** start RECORDS TO PROCESS **
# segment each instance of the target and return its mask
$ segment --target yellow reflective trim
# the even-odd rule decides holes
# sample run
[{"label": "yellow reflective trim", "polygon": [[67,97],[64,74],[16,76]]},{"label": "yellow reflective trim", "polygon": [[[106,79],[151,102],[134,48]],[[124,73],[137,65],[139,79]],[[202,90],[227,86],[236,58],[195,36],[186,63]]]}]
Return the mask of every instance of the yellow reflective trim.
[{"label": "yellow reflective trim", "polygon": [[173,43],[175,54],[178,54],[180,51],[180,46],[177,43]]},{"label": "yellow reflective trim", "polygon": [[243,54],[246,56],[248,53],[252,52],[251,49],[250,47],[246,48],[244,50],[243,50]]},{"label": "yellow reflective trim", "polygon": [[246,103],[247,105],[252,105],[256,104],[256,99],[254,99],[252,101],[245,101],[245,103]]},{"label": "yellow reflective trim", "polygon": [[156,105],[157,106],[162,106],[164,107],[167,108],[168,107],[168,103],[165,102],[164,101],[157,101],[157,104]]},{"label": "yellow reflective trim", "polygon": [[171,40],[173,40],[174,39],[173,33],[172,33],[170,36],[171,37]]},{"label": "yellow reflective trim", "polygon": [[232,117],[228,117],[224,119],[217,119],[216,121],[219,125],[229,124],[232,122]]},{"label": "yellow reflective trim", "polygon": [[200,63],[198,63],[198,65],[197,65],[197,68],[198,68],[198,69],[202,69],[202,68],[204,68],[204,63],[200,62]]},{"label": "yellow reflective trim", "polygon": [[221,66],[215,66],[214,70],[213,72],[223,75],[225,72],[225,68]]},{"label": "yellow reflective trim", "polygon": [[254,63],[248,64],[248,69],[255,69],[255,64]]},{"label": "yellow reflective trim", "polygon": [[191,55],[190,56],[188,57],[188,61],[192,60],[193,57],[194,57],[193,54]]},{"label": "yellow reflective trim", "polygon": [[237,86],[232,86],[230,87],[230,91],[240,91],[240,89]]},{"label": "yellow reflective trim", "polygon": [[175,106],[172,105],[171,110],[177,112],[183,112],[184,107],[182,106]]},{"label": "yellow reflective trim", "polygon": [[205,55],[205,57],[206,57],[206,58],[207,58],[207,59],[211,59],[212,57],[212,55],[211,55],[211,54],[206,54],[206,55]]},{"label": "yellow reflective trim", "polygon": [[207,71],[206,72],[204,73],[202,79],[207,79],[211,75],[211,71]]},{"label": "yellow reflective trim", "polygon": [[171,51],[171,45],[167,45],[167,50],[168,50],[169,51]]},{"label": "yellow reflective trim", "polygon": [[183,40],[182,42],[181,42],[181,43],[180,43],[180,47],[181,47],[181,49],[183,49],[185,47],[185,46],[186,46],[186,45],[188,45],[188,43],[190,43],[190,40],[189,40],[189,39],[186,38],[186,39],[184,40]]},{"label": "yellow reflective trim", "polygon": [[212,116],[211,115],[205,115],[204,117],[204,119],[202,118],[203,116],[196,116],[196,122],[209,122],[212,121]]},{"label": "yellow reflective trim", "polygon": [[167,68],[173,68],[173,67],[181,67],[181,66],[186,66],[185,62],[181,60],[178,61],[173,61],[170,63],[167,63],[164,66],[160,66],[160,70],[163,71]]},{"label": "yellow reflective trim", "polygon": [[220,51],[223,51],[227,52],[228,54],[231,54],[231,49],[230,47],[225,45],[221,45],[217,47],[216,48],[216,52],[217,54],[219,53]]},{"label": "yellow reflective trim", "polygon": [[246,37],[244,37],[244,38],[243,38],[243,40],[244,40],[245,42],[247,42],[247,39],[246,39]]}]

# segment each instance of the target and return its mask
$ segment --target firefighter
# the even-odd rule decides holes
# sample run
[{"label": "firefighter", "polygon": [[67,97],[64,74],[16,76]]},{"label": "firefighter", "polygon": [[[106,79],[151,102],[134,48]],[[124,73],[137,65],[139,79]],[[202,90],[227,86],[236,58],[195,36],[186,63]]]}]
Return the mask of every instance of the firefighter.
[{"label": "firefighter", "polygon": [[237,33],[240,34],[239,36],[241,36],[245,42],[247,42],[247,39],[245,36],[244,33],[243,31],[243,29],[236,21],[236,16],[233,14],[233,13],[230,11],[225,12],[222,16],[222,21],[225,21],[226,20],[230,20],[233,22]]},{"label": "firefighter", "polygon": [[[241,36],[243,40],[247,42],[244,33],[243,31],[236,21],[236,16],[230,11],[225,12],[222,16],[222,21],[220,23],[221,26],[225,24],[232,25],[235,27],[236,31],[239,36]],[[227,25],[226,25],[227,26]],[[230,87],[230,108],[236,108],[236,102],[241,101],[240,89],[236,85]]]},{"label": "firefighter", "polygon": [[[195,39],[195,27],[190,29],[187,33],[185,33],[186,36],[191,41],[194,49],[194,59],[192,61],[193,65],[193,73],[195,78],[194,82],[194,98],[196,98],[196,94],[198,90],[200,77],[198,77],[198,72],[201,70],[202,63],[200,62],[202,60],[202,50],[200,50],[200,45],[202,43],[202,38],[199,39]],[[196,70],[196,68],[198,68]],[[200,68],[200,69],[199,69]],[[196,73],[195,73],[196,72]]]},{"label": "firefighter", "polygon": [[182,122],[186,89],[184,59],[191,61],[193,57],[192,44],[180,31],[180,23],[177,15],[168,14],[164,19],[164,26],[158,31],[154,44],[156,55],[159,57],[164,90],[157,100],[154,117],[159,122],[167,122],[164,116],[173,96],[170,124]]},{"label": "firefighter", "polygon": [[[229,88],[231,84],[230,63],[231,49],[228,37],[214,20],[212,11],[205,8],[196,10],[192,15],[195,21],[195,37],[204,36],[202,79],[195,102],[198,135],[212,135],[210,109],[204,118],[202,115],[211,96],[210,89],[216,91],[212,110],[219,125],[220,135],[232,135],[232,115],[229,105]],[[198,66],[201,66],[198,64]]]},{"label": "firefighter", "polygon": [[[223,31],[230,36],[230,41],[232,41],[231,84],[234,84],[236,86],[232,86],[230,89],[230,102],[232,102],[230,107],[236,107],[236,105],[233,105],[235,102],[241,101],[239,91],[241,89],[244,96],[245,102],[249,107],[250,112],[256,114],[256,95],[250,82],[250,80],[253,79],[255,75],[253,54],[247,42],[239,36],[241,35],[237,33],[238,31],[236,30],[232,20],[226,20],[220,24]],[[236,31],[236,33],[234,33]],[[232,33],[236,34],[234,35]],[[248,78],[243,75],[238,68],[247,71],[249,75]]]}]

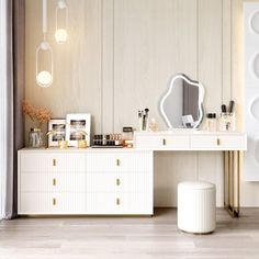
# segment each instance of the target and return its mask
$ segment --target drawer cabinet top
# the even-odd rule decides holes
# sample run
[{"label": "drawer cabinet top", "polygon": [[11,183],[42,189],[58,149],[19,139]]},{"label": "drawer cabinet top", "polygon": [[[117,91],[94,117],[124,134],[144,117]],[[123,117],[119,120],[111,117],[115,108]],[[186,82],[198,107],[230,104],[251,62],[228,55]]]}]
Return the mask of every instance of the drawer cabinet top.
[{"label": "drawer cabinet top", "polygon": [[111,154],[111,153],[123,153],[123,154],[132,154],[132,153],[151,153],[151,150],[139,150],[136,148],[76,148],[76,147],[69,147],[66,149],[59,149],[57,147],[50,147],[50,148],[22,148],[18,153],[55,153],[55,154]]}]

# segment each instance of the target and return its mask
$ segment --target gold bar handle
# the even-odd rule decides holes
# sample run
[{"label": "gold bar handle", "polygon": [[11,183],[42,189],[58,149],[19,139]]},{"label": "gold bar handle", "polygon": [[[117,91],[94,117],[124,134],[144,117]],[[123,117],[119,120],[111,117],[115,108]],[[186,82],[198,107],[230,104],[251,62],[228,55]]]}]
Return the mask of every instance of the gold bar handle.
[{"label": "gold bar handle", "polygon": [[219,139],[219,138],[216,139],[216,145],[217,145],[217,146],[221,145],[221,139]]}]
** end RECORDS TO PROCESS **
** start RECORDS TO PROCESS **
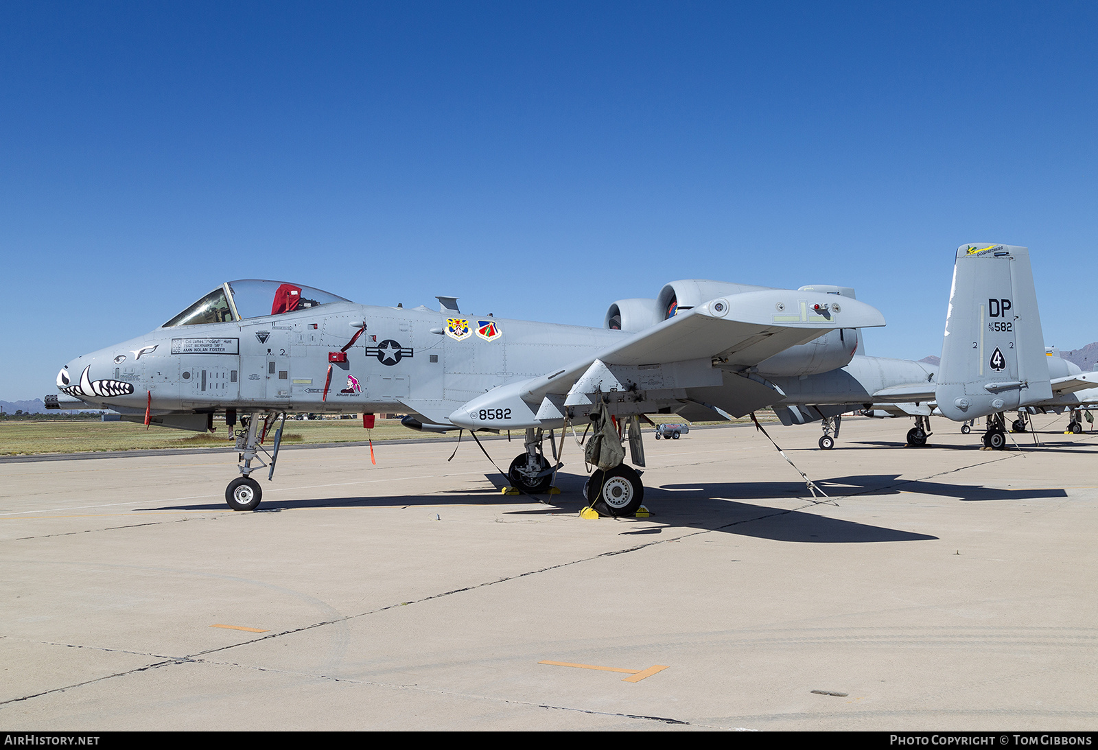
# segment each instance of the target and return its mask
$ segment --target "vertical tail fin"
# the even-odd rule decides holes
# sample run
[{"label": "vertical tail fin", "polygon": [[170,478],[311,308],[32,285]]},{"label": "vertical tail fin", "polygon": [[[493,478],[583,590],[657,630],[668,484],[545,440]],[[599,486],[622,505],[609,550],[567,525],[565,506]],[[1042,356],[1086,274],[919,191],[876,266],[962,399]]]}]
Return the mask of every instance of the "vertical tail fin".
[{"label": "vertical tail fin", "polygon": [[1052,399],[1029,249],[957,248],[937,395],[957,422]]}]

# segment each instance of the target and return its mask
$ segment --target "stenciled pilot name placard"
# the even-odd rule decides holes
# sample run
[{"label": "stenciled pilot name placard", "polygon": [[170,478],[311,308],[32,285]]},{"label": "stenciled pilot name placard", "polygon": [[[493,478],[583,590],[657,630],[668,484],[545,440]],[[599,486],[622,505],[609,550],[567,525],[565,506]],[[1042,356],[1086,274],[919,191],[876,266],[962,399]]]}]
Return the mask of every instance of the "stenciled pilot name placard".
** end RECORDS TO PROCESS **
WRITTEN INSTRUCTION: Select each line of the entries above that contains the string "gold", treating uppercase and lowercase as different.

ANSWER TO THE TASK:
$ segment --target gold bar handle
[{"label": "gold bar handle", "polygon": [[11,183],[42,189],[58,149],[19,139]]},{"label": "gold bar handle", "polygon": [[[117,91],[94,117],[124,134],[144,117]],[[123,117],[119,120],[111,117],[115,108]],[[186,82],[198,107],[230,104],[251,62],[228,55]]]}]
Return the mask of every instance of the gold bar handle.
[{"label": "gold bar handle", "polygon": [[219,139],[219,138],[216,139],[216,145],[217,145],[217,146],[221,145],[221,139]]}]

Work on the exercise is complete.